Rinnovabilità ed effetti sull’ambiente
L’elettricità da fonti geotermiche è considerata rinnovabile poiché il calore estratto localmente è minimo rispetto al calore contenuto e generato dall’intero pianeta, quindi non penalizzante a livello di equilibrio e sostenibilità. La terra ha un contenuto di energia termica stimato di circa 1031 Joules (3×10^15 TW/h). Per dare un idea della grandezza, circa 100 miliardi di volte il consumo di energia annuo mondiale.
Un 20% di questo calore è da imputare al fenomeno di accrescimento, mentre il restante è legato al decadimento di componenti radioattive storicamente e naturalmente presenti all’interno del mantello e del nucleo. I flussi termici naturali non sono in completo equilibrio, e il pianeta si sta raffreddando (in tempi da distribuire su differenti ere geologiche).
È dimostrato che l’estrazione umana è una frazione talmente minuta della naturale decrescita della temperatura che non accelera questo processo, ed è sicuramente un metodo di generazione di energia più pulito rispetto a numerosi altri.
Questa fonte di energia è sostenibile anche in quanto rispetta completamente gli ecosistemi presenti sul pianeta terra. In nessun modo lo sfruttamento di energia geotermica mette a rischio la possibilità dell’uomo di avere a disposizione la stessa quantità di risorsa geotermica attualmente disponibile (se usata correttamente e con i giusti accorgimenti).

## Estratti dei dati
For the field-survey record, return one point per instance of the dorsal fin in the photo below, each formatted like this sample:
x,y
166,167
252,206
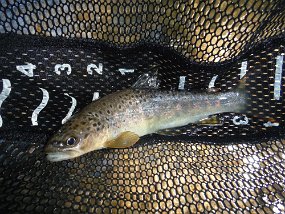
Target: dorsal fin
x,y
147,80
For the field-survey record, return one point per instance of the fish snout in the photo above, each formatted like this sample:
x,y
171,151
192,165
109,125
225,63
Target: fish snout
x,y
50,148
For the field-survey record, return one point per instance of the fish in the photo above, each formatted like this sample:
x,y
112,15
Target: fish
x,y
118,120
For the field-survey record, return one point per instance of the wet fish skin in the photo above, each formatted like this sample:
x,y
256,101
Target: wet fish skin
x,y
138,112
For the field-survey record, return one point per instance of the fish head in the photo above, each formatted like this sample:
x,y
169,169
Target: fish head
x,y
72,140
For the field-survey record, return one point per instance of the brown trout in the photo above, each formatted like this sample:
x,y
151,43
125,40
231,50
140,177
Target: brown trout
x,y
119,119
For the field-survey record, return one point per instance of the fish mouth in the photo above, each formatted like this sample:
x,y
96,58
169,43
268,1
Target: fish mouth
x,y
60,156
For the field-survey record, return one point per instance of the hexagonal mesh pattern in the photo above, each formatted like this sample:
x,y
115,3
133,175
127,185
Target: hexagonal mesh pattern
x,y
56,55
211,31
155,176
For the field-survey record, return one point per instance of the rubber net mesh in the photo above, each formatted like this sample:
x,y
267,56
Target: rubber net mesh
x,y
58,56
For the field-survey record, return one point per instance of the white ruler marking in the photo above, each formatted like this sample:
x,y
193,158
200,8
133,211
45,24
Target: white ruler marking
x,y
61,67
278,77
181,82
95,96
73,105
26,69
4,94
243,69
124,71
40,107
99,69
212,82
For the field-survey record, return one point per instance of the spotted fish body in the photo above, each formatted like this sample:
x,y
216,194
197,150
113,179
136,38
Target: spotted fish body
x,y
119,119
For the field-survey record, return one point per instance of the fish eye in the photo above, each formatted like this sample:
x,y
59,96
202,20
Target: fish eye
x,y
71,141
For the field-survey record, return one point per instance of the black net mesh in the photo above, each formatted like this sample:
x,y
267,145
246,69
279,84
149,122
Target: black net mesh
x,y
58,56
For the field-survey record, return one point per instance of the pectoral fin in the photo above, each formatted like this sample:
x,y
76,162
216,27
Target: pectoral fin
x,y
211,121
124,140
* * *
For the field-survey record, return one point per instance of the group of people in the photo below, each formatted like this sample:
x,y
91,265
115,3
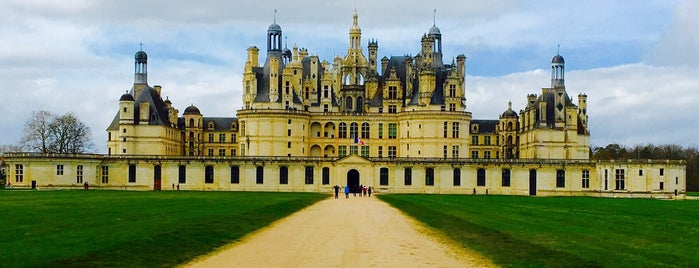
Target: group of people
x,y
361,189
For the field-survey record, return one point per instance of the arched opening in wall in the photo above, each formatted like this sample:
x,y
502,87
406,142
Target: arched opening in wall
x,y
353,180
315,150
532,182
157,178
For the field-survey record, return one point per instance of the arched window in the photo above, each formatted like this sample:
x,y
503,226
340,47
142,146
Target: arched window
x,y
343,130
==
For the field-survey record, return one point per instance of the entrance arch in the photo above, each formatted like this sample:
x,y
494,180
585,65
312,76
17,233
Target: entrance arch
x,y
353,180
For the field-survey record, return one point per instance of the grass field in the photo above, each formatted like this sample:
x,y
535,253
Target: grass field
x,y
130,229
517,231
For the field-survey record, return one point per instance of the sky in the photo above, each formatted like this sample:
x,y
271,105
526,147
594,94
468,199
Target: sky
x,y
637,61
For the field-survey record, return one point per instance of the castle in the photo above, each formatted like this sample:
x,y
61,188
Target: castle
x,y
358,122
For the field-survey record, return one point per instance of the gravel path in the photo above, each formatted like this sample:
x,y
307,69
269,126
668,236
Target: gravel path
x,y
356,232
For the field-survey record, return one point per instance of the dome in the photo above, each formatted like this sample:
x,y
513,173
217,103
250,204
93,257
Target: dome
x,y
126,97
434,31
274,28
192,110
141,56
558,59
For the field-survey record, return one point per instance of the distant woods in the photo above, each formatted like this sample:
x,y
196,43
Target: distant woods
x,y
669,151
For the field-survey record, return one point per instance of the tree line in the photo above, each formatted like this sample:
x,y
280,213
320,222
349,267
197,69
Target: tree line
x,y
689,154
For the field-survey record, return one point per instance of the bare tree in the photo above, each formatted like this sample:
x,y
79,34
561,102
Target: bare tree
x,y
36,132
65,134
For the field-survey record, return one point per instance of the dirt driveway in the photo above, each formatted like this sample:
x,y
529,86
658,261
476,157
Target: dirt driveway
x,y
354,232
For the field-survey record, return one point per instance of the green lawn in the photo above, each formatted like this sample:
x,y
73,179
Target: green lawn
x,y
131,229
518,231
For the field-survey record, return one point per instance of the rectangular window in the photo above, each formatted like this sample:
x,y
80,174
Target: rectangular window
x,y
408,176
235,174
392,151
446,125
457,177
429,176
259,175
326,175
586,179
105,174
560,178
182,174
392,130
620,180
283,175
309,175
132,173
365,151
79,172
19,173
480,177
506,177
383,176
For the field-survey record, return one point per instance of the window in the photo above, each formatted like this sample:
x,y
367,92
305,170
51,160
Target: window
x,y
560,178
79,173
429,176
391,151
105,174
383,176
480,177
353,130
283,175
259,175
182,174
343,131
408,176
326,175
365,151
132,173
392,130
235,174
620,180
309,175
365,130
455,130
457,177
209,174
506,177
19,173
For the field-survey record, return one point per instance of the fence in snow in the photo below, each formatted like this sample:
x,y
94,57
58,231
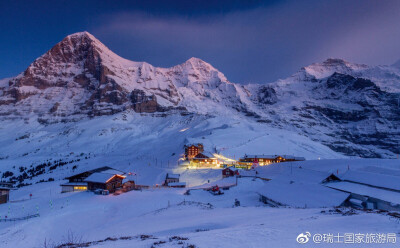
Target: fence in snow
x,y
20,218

## Consegne dell esercizio
a) Trascrivi senza alcuna modifica la parte del brano sull'energia geotermica che comincia dalle parole "Questa fonte di" e si ferma dopo "i giusti accorgimenti).".
b) Riprendi il brano sulla rinnovabilità dell'energia geotermica e continualo a partire dopo la sua ultima frase.

## Risultati per consegna
a)
Questa fonte di energia è sostenibile anche in quanto rispetta completamente gli ecosistemi presenti sul pianeta terra. In nessun modo lo sfruttamento di energia geotermica mette a rischio la possibilità dell’uomo di avere a disposizione la stessa quantità di risorsa geotermica attualmente disponibile (se usata correttamente e con i giusti accorgimenti).

b)
Inoltre è una delle risorse rinnovabili con minor impatto ambientale anche dal punto di vista di intero processo energetico rispetto ad altri metodi.
L’estrazione tuttavia deve essere strettamente monitorata per evitare un esaurimento a livello locale, malgrado la sostenibilità a livello globale. Durante il corso di alcuni decenni le temperature locali di talune sorgenti possono sperimentare un decadimento, con una conseguente perdita di efficienza. Il sito naturalmente raggiunge un nuovo equilibrio talvolta a temperature più basse.
Tre dei più vecchi siti di estrazione (Lardello (ITA), Wairakei (NZE) e The Geysers (USA)) hanno sperimentato questo leggero fenomeno di esaurimento. Viene attribuito all’estrazione di acqua e calore in maniera sproporzionata rispetto a quanto venissero rifornite al sistema.
Purtroppo le misurazioni in alcuni periodi sono incerte ed inaffidabili, ed è proprio susseguentemente a questi periodi di dati inaffidabili che si sono verificati dei fenomeni di diminuzione della temperatura e della fornitura di calore.
Diversi studi dimostrano però come esistano metodi di riduzione dello sfruttamento e re-iniezione di acqua all’interno del sistema per recuperare il completo potenziale di un sito.
Queste tecniche si sono rivelate utili e fondate nelle tre zone già citate che diventano dunque un esempio di sostenibilità geotermica a lungo termine. Lardello è ormai operativa da più di un secolo (dal 1913), ed è un esempio mondiale di cui dovremmo andare molto fieri.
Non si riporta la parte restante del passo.